Records:
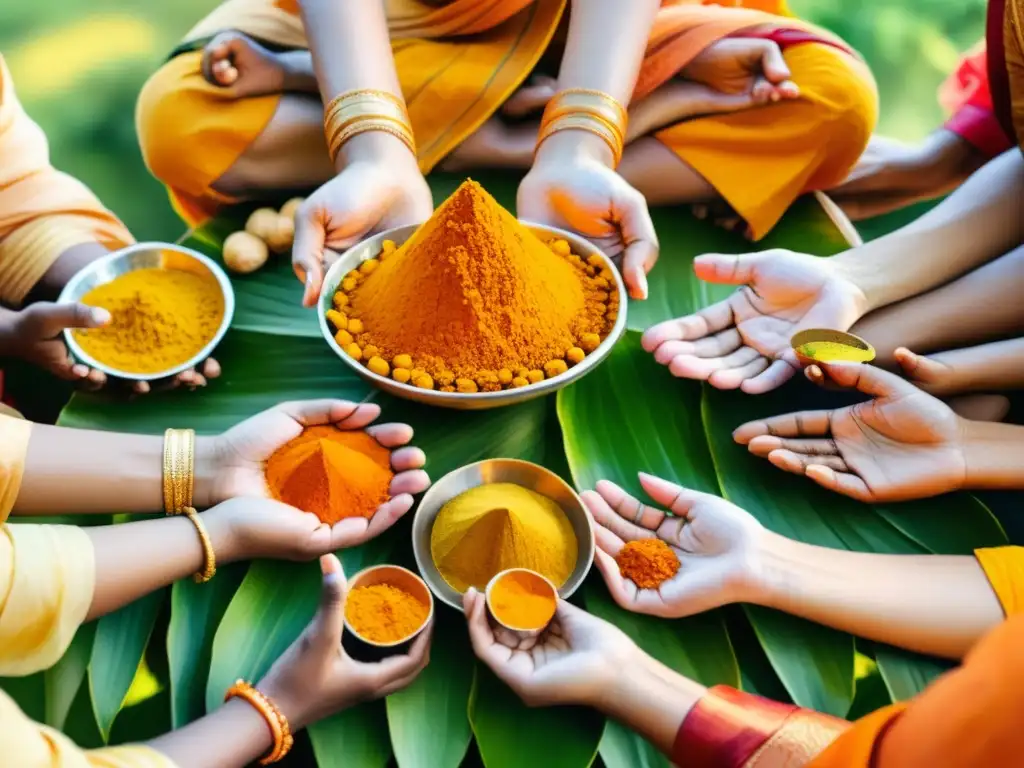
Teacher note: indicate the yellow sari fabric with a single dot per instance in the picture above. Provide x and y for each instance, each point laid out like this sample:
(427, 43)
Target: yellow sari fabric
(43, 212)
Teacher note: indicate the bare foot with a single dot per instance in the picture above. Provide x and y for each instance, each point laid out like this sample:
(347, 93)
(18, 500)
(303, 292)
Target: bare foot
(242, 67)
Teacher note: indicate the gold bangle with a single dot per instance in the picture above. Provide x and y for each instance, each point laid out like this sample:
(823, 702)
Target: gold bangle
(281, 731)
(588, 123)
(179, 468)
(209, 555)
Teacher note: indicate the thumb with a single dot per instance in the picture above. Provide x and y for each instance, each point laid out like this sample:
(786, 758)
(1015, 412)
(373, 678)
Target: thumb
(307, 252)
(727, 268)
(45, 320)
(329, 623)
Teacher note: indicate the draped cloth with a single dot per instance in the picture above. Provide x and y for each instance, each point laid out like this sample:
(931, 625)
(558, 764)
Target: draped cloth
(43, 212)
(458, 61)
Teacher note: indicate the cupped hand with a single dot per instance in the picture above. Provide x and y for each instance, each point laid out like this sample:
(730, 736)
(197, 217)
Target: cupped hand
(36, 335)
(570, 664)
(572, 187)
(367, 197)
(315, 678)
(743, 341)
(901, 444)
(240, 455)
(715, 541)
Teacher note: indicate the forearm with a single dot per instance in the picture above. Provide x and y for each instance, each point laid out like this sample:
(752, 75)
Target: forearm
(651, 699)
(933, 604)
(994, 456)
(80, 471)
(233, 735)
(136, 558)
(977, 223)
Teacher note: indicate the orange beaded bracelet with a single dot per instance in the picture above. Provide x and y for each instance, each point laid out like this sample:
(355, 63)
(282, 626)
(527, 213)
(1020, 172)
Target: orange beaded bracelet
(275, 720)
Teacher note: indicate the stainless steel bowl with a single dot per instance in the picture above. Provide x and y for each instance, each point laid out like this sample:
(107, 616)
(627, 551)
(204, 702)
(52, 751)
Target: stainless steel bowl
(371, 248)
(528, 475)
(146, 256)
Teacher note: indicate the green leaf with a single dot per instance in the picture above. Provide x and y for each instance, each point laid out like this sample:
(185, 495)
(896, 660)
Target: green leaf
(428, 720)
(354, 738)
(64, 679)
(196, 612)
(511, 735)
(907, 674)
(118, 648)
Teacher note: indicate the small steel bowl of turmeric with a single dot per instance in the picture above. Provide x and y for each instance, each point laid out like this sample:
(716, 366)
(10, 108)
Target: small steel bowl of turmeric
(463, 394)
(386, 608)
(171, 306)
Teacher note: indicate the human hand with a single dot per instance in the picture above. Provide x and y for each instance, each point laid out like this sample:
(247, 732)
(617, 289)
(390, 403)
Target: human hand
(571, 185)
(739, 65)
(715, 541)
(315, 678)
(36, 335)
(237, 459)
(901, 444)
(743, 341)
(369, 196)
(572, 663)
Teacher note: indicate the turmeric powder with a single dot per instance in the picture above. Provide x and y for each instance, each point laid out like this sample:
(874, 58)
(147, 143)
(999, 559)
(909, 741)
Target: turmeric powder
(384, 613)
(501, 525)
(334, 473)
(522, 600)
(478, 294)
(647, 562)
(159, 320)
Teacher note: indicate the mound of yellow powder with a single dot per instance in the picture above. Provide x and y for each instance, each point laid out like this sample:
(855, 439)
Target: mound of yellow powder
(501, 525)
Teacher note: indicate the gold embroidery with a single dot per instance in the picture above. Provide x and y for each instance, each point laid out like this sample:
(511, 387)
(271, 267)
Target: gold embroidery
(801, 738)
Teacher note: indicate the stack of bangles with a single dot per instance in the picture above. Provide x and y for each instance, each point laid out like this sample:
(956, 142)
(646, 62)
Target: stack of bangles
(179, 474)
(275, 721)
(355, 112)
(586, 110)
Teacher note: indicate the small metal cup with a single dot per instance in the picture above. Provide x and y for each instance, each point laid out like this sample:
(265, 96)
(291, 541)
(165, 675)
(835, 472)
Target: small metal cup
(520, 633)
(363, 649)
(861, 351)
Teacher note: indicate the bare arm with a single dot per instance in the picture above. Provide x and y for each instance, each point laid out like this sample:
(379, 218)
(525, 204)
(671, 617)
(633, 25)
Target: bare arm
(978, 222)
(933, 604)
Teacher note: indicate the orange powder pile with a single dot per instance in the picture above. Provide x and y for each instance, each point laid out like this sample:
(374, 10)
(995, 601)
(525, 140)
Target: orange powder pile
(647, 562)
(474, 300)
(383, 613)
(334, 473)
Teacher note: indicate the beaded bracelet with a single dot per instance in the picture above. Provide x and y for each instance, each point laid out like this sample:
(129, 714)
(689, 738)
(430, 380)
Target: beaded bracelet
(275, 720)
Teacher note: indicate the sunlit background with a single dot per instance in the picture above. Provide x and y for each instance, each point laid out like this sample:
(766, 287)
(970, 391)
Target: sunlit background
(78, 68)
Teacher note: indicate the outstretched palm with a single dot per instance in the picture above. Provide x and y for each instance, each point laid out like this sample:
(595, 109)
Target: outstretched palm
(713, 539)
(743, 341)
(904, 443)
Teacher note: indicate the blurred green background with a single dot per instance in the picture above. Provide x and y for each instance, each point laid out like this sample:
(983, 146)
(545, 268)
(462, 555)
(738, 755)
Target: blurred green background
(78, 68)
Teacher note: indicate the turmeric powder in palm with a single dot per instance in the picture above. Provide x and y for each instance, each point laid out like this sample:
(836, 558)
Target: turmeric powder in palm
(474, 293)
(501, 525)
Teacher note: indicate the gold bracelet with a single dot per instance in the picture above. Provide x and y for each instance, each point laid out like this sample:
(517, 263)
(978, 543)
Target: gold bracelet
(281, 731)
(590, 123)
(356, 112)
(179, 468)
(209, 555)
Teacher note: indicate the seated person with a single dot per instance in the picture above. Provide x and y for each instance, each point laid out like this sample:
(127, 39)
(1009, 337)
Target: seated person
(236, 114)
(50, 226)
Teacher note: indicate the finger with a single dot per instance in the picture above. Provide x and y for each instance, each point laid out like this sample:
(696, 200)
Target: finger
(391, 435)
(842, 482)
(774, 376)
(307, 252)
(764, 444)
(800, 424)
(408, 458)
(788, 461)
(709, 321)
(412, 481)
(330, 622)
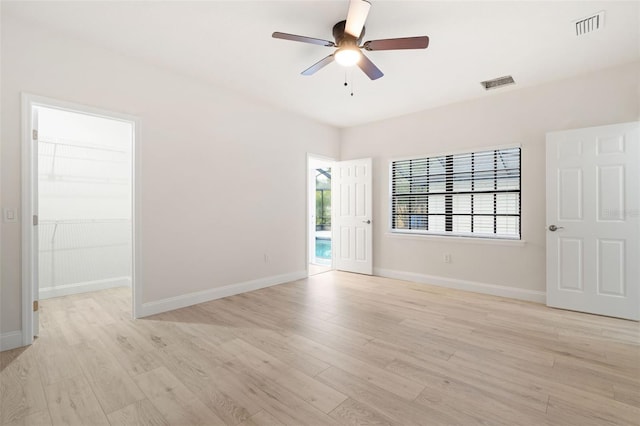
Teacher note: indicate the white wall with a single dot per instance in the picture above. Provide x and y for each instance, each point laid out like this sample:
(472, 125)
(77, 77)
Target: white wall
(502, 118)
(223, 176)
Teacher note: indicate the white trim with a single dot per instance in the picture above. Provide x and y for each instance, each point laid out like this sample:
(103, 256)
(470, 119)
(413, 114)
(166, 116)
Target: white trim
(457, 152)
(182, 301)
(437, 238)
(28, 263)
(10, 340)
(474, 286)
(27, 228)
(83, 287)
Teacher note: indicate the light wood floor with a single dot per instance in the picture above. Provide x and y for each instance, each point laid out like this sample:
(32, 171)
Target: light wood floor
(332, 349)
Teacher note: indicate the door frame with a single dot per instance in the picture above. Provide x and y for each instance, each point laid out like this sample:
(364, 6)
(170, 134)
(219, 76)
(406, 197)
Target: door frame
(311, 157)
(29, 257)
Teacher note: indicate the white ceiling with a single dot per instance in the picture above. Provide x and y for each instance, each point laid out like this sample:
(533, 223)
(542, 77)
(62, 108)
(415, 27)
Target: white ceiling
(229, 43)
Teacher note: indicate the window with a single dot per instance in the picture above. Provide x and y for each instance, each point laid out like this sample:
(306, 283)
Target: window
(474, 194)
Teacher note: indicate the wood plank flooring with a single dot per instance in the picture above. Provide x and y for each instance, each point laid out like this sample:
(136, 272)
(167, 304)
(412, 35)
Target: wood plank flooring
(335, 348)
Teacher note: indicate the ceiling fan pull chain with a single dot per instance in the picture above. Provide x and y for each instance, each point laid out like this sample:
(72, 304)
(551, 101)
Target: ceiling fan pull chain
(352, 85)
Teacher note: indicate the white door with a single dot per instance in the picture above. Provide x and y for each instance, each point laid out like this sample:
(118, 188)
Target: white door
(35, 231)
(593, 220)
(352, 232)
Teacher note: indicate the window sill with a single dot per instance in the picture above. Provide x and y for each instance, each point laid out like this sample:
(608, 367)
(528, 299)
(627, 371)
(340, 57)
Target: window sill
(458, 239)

...

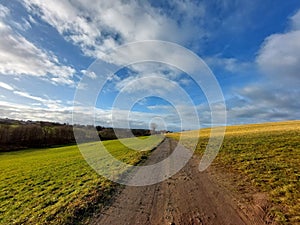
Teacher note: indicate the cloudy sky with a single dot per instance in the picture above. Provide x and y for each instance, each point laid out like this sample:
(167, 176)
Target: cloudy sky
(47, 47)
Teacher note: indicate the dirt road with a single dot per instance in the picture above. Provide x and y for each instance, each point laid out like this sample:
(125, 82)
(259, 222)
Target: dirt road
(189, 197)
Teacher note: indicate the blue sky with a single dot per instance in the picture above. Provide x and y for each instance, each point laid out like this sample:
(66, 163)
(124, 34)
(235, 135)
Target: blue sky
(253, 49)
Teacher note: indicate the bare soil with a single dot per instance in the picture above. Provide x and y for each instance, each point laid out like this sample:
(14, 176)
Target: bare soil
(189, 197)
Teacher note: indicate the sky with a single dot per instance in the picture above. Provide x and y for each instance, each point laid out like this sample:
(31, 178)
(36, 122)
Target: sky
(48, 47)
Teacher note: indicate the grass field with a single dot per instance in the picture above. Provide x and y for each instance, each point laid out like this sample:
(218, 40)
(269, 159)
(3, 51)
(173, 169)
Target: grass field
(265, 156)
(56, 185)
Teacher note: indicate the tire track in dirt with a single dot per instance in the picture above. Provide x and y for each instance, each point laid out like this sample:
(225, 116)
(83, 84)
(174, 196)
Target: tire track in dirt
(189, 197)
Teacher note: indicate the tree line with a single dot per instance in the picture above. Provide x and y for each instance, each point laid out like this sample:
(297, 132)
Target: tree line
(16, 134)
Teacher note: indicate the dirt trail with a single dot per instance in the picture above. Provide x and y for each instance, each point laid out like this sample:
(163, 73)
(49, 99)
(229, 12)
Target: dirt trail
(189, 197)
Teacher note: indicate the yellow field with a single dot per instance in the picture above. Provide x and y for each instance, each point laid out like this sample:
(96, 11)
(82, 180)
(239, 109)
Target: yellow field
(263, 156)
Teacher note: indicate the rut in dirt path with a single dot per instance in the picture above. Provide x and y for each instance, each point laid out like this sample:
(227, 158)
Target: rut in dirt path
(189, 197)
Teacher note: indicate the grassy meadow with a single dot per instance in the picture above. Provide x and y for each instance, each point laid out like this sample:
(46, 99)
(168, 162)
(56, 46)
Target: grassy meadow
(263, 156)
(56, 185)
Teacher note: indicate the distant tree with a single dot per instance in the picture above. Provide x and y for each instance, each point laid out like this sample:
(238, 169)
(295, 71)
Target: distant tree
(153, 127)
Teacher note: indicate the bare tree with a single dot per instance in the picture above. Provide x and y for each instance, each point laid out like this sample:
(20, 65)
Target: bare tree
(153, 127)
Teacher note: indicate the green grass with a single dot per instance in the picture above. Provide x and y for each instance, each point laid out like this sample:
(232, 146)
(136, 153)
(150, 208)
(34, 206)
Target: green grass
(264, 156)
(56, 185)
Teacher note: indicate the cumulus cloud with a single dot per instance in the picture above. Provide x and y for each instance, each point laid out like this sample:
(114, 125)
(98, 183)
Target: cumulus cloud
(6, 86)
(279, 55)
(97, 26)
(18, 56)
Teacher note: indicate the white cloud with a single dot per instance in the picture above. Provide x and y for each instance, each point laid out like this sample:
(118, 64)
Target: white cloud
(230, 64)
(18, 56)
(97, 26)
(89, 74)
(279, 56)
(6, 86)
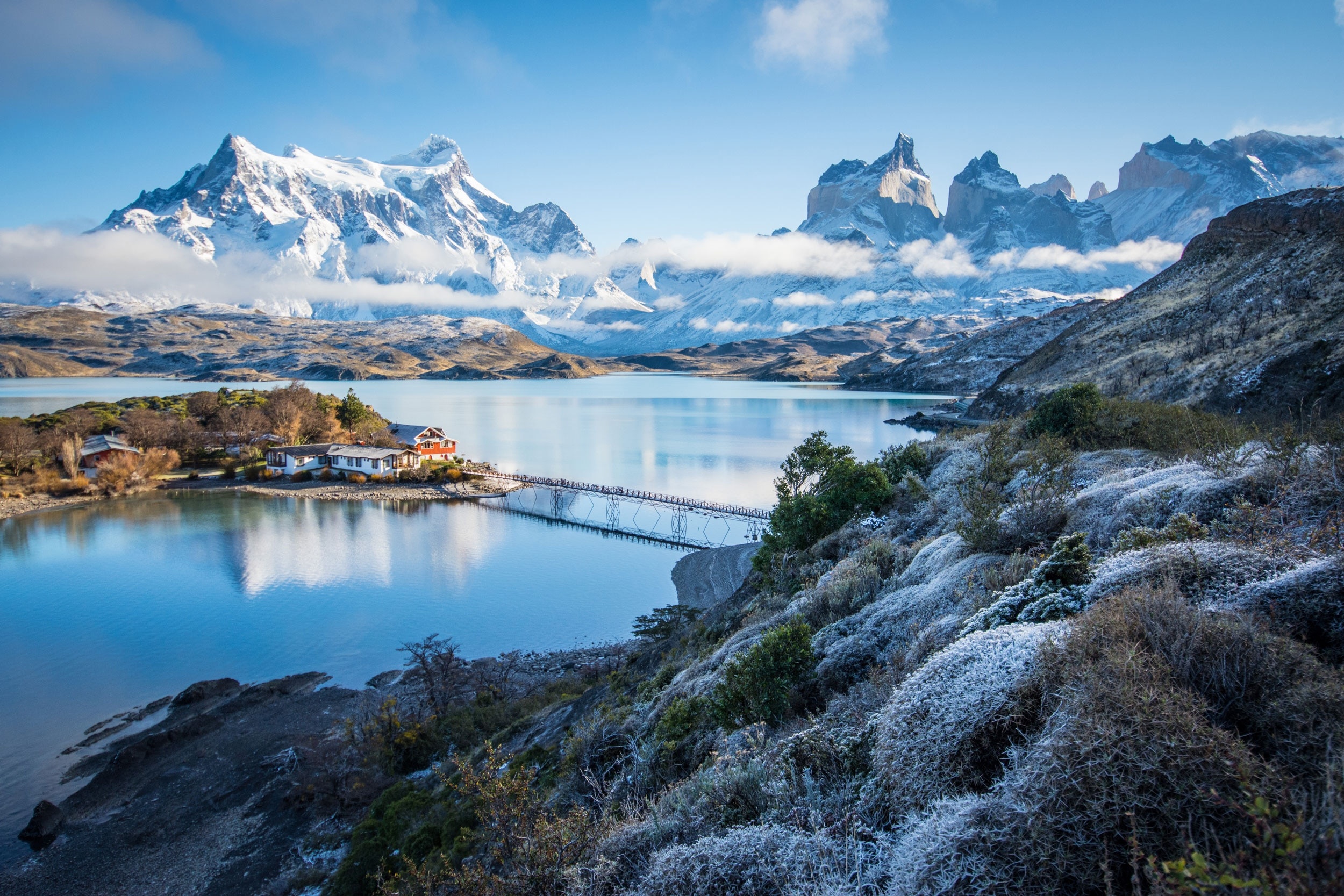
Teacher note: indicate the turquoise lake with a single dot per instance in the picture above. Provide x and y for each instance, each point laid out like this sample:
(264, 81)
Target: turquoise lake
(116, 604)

Your objective: Collect every line of the items that contains the word "pile", treating case as significant.

Task output:
Teacher note: indicate the orange powder pile with a single dot per instance in the picture above. Provide x and y for each instance, each point laid out like this sample:
Target: orange powder pile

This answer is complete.